### Work instruction:
Return the full set of records, matching them character for character.

Stored records
——

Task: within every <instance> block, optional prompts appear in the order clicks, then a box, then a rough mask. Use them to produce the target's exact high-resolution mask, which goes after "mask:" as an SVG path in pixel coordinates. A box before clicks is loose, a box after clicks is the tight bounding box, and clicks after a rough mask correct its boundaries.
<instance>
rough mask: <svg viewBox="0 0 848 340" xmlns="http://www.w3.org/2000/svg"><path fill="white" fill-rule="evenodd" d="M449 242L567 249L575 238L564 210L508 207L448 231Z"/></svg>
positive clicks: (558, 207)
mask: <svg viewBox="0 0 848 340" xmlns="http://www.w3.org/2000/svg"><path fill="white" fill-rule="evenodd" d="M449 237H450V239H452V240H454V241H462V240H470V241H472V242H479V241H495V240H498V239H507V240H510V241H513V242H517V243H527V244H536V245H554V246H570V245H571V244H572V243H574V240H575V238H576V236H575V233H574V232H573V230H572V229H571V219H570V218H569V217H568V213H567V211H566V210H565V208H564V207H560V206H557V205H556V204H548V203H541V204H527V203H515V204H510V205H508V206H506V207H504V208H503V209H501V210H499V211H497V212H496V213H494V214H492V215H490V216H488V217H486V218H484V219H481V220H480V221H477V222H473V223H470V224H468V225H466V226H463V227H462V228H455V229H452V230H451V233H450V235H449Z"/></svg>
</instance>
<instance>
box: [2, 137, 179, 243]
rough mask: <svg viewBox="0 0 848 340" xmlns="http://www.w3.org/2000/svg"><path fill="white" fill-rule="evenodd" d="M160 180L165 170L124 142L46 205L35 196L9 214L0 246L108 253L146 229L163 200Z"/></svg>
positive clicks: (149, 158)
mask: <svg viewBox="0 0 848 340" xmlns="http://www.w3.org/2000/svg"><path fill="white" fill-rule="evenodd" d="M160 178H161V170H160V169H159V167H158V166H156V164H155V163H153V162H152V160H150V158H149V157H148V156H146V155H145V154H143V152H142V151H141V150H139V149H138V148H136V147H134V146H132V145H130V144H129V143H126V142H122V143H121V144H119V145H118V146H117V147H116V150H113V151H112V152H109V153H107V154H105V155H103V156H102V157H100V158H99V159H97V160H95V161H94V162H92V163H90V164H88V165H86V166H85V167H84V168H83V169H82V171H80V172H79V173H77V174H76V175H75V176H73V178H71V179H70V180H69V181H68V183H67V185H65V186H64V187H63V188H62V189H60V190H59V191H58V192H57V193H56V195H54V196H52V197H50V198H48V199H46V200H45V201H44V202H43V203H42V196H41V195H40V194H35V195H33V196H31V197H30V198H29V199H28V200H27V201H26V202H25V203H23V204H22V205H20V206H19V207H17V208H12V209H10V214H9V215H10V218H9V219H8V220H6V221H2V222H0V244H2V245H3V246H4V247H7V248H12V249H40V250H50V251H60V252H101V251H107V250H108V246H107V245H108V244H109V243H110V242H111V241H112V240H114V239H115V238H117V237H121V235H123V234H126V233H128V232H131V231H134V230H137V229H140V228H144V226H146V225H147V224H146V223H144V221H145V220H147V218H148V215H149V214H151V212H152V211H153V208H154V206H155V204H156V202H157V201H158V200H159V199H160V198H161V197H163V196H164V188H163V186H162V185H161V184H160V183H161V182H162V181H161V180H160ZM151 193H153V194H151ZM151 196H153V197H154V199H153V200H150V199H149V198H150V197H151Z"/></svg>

——

### Response box:
Task: within every <instance> block, optional prompts appear in the order clicks, then a box, then a rough mask. Use them to produce the target's exact high-resolution mask, which goes after "mask:" as an SVG path in pixel coordinates. A box before clicks is loose, a box after clicks is the tight bounding box, and clicks after a rough mask correct its boundaries.
<instance>
rough mask: <svg viewBox="0 0 848 340" xmlns="http://www.w3.org/2000/svg"><path fill="white" fill-rule="evenodd" d="M449 242L567 249L575 238L564 210L508 207L448 231Z"/></svg>
positive clicks: (558, 207)
mask: <svg viewBox="0 0 848 340" xmlns="http://www.w3.org/2000/svg"><path fill="white" fill-rule="evenodd" d="M449 237H450V239H452V240H454V241H462V240H470V241H472V242H479V241H495V240H498V239H507V240H510V241H513V242H517V243H527V244H536V245H554V246H570V245H571V244H572V243H574V240H575V238H576V236H575V233H574V232H573V230H572V229H571V219H570V218H569V217H568V213H567V211H566V210H565V208H564V207H560V206H557V205H556V204H548V203H541V204H527V203H515V204H510V205H508V206H506V207H504V208H503V209H501V210H499V211H497V212H496V213H494V214H492V215H490V216H488V217H486V218H484V219H481V220H480V221H477V222H473V223H470V224H468V225H466V226H463V227H462V228H455V229H452V230H451V233H450V235H449Z"/></svg>
</instance>
<instance>
box: [2, 137, 179, 243]
rough mask: <svg viewBox="0 0 848 340" xmlns="http://www.w3.org/2000/svg"><path fill="white" fill-rule="evenodd" d="M160 180L165 170L124 142L46 205L35 196L9 214L0 246L108 253L146 229L163 200Z"/></svg>
positive clicks: (149, 158)
mask: <svg viewBox="0 0 848 340" xmlns="http://www.w3.org/2000/svg"><path fill="white" fill-rule="evenodd" d="M160 178H161V170H160V169H159V167H158V166H156V164H155V163H153V162H152V160H150V158H149V157H148V156H146V155H145V154H143V152H142V151H141V150H139V149H138V148H136V147H134V146H132V145H130V144H129V143H126V142H122V143H121V144H119V145H118V146H117V147H116V150H113V151H112V152H109V153H107V154H105V155H103V156H102V157H100V158H99V159H97V160H95V161H94V162H92V163H90V164H88V165H86V166H85V167H84V168H83V169H82V171H80V172H79V173H77V174H76V175H75V176H73V178H71V179H70V180H69V181H68V183H67V185H65V186H64V187H63V188H62V189H60V190H59V191H58V192H57V193H56V195H54V196H52V197H50V198H48V199H46V200H45V201H44V202H43V203H42V196H41V195H40V194H35V195H33V196H31V197H30V198H29V199H28V200H27V201H26V202H25V203H23V204H22V205H20V206H19V207H17V208H12V209H10V214H9V215H10V218H9V219H8V220H6V221H2V222H0V244H2V245H3V246H4V247H7V248H12V249H40V250H50V251H60V252H101V251H107V250H108V246H107V245H108V244H109V243H110V242H111V241H112V240H114V239H115V238H117V237H121V235H123V234H126V233H128V232H131V231H134V230H137V229H140V228H144V226H146V225H147V224H146V223H144V221H145V220H147V218H148V215H149V214H151V212H152V211H153V208H154V206H155V204H156V202H157V201H158V200H159V199H160V198H161V197H163V196H164V188H163V186H162V185H161V184H160V183H161V182H162V181H161V180H160ZM151 193H153V194H151ZM151 196H153V197H154V199H153V200H150V199H149V198H150V197H151Z"/></svg>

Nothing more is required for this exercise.